Complete the following ::
(1) Translate into Spanish this sentence from the letter about electricity bills: "My domestic need for electricity is almost the same as last year's."
(2) Print the part of the letter about electricity bills that opens with the words containing "I also don’t" and closes with "slump in business.".
*** Document extract ***
FOR the past two-three months my electricity bill has been BD30-plus a month out of which BD8-plus – for the corresponding months in 2019 – is paid by the government as per its Covid-19 assistance programme.
My domestic need for electricity is almost the same as last year’s. A little plus-minus fluctuation is always expected but not an all-of-a-sudden manifold increase, unless either the meter has joined some marathon race or the calculation formula has changed!
It is out of the question that as a common man, like many others interpreting the wording of the government kindness that it would pay for three months, in greed I started using electricity as “free for all”. Certainly not. Believe it or not, this 75-year-old Bahraini, as a matter of principle, is against any sort of subsidies, loans or bills written off because, as a true Bahraini, he believes that in today’s international financial recession such deeds are an undue burden on the state and affect other more vital public interest projects.
I am a low-paid employee yet I believe every one of us has an obligation to help the state by not just becoming a burden on it, but by sharing with it by way of token taxes and being careful of any waste of electricity and water.
These are just ordinary words but they are almost the same as Zuhair A Tawfiqi mentioned in his column, ‘We must all participate in nation-building’ (GDN, October 13).
I also don’t believe the lower- and middle-level “businesses” have grossly suffered due to Covid-19, demanding government compensation in one form or the other. The business community has for decades been earning huge profits. That is why from one shop, they expand into two and then three. They have excess earnings saved for a rainy day. The example of this can be taken from the fact that many cases of non-payment of salaries to low-paid workers have come to light in the recent past. The business owners through their management tell us stories of shortage of funds, shortfall in business, etc.
However, if one probes one would find not the slightest dent or slump in the personal lifestyle of the businessmen concerned and their families due to this so-called shortage of business.
What does that tell us? These businessmen are in the habit of always crying wolf, claiming a slump in business.
*** End of Document extract ***
*** Dataset entries ***
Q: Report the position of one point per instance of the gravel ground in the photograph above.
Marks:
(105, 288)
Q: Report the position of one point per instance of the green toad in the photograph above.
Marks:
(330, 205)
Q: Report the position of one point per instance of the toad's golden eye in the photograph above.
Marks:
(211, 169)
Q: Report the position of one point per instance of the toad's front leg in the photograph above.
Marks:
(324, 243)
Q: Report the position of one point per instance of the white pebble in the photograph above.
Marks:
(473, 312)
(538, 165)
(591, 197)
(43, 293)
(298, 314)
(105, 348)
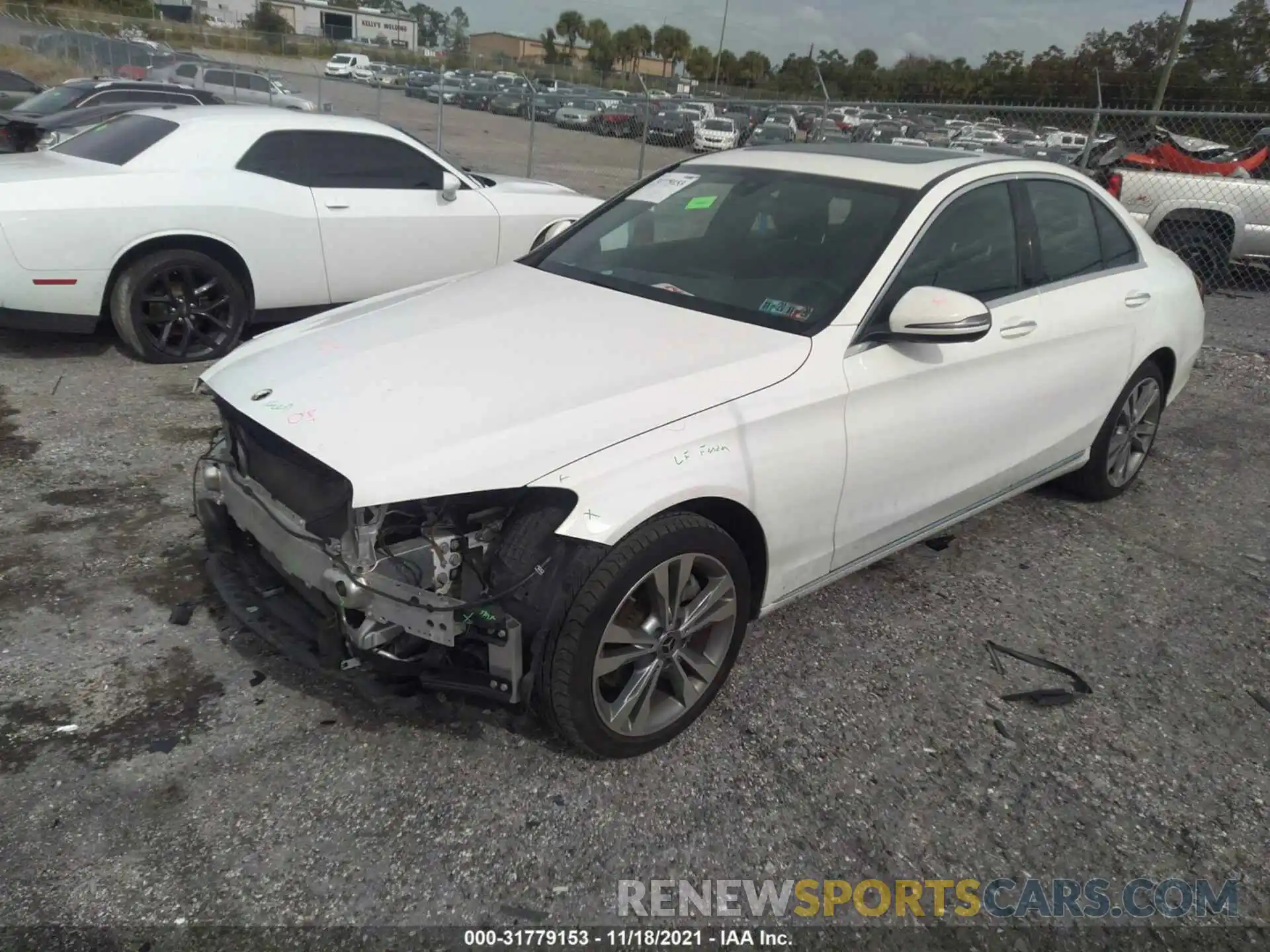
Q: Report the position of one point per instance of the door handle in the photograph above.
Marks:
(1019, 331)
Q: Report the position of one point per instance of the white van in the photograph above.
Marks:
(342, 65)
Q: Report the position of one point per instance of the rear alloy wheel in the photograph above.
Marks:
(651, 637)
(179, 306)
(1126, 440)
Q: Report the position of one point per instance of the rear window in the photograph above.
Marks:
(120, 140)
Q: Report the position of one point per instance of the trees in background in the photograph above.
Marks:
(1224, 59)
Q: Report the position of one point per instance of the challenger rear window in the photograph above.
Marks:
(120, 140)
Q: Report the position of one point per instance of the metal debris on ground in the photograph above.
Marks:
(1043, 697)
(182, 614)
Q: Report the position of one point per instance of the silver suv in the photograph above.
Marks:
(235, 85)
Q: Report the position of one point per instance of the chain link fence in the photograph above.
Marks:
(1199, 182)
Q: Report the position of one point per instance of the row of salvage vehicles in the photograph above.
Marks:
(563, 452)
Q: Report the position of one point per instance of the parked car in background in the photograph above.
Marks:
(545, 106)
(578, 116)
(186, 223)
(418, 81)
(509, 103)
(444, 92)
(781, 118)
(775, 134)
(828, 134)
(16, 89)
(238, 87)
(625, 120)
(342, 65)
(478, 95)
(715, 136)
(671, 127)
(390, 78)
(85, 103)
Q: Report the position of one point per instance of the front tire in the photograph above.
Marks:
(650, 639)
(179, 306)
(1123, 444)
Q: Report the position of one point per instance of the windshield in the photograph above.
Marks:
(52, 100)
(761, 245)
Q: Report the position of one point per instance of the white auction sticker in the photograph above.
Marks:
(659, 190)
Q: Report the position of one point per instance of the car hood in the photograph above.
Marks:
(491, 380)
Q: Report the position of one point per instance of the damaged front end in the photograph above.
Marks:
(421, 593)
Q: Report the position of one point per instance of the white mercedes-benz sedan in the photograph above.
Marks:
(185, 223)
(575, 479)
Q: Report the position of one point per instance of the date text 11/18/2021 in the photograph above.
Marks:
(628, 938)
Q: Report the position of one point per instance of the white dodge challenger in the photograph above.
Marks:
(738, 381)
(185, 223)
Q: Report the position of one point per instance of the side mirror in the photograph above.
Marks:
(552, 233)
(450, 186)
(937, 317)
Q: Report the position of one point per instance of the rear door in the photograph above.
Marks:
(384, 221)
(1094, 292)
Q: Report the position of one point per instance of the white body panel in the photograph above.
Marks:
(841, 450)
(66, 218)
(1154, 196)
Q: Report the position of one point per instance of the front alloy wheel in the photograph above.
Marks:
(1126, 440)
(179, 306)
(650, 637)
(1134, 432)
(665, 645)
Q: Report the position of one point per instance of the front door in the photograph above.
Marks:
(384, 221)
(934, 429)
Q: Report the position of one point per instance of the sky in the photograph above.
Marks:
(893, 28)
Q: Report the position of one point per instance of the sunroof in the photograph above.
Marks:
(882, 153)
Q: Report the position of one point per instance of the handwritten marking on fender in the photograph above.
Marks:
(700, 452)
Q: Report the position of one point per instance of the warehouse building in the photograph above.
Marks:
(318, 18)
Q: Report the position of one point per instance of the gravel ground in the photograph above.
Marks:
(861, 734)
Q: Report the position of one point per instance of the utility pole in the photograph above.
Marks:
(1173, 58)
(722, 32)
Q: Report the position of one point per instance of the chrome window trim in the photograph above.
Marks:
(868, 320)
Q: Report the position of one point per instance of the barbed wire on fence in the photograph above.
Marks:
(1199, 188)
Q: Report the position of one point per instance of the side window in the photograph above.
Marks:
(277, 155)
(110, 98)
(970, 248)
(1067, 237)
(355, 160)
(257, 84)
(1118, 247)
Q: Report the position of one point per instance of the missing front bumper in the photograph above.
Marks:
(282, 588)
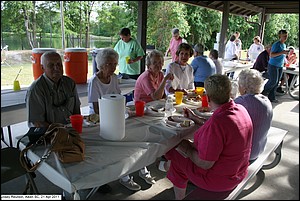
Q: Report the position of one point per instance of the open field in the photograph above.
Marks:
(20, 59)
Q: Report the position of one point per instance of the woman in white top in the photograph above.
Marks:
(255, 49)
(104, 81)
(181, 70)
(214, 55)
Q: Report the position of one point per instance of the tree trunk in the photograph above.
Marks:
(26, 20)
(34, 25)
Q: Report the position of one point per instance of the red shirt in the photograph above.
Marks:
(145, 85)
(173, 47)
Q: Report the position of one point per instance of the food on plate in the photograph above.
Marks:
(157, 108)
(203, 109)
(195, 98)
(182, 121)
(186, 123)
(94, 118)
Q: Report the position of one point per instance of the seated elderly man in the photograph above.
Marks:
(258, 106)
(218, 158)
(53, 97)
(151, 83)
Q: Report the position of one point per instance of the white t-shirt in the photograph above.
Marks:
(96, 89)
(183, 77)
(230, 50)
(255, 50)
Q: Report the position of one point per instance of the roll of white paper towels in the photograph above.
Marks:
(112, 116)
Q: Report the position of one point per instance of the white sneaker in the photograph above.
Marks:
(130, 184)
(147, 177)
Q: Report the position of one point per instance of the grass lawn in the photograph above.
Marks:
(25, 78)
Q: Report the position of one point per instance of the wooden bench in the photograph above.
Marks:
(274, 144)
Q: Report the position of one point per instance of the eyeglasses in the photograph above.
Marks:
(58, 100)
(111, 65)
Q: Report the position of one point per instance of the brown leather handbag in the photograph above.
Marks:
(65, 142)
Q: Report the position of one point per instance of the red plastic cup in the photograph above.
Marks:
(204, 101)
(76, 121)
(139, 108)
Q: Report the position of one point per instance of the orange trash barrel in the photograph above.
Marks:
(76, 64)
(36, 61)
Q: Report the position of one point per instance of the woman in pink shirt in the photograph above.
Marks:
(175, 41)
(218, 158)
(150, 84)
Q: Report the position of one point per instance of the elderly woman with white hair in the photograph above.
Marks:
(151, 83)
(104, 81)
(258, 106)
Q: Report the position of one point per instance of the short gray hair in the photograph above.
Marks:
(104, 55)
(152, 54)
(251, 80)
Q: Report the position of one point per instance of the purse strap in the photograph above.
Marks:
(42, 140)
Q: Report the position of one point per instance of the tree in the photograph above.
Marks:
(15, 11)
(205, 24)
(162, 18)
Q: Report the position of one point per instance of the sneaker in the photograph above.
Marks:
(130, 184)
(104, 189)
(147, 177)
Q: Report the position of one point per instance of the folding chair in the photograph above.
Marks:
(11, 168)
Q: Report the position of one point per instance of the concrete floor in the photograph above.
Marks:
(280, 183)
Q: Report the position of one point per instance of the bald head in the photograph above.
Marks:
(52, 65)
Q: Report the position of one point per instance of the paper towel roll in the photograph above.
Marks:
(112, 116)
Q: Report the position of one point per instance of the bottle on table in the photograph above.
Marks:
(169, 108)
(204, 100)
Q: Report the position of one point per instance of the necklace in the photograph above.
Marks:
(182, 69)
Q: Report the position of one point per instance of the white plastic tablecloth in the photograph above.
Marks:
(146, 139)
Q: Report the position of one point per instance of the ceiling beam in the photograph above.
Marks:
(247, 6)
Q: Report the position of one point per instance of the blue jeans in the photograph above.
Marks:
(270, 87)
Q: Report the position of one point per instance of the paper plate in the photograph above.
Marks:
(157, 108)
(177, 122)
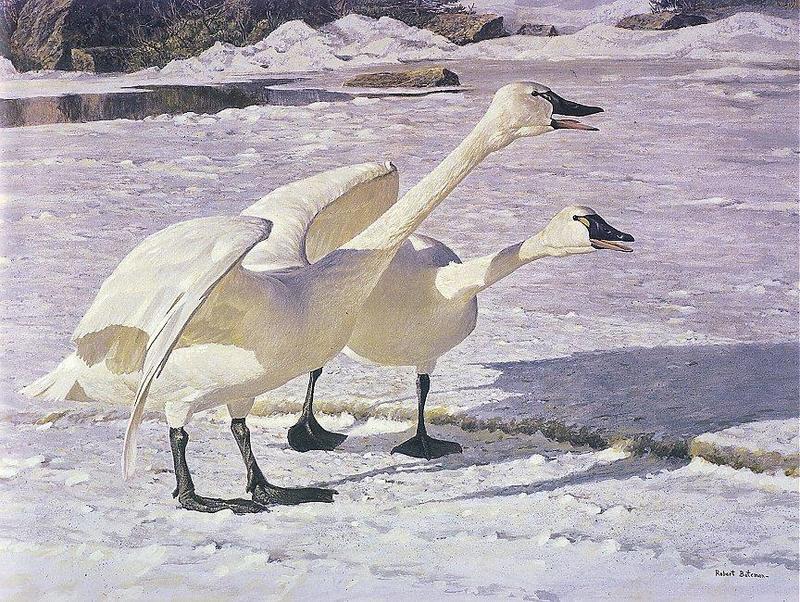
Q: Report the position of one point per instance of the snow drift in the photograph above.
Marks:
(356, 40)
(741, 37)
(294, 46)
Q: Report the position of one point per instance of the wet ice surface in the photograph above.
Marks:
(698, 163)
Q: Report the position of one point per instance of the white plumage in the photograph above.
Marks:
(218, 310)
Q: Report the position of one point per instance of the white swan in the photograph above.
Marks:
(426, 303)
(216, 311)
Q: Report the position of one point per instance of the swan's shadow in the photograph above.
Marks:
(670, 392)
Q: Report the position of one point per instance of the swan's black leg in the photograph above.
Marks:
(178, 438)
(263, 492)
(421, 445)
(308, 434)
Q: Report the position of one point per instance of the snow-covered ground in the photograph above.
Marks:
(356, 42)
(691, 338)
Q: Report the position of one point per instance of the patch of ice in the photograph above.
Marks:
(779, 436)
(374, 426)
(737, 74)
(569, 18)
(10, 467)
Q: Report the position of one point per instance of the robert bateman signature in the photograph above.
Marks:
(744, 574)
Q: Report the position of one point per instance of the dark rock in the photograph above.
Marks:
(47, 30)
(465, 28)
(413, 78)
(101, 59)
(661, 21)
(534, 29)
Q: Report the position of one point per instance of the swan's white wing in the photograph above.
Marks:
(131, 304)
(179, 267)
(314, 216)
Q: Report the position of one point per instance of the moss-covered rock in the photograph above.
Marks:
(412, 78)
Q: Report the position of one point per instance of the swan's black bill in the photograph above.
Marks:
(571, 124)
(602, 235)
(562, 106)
*** End of Dataset entries ***
Solutions for each task ::
(1) Mi necesidad doméstica de electricidad es casi la misma que la del año pasado.

(2)
I also don’t believe the lower- and middle-level “businesses” have grossly suffered due to Covid-19, demanding government compensation in one form or the other. The business community has for decades been earning huge profits. That is why from one shop, they expand into two and then three. They have excess earnings saved for a rainy day. The example of this can be taken from the fact that many cases of non-payment of salaries to low-paid workers have come to light in the recent past. The business owners through their management tell us stories of shortage of funds, shortfall in business, etc.
However, if one probes one would find not the slightest dent or slump in the personal lifestyle of the businessmen concerned and their families due to this so-called shortage of business.
What does that tell us? These businessmen are in the habit of always crying wolf, claiming a slump in business.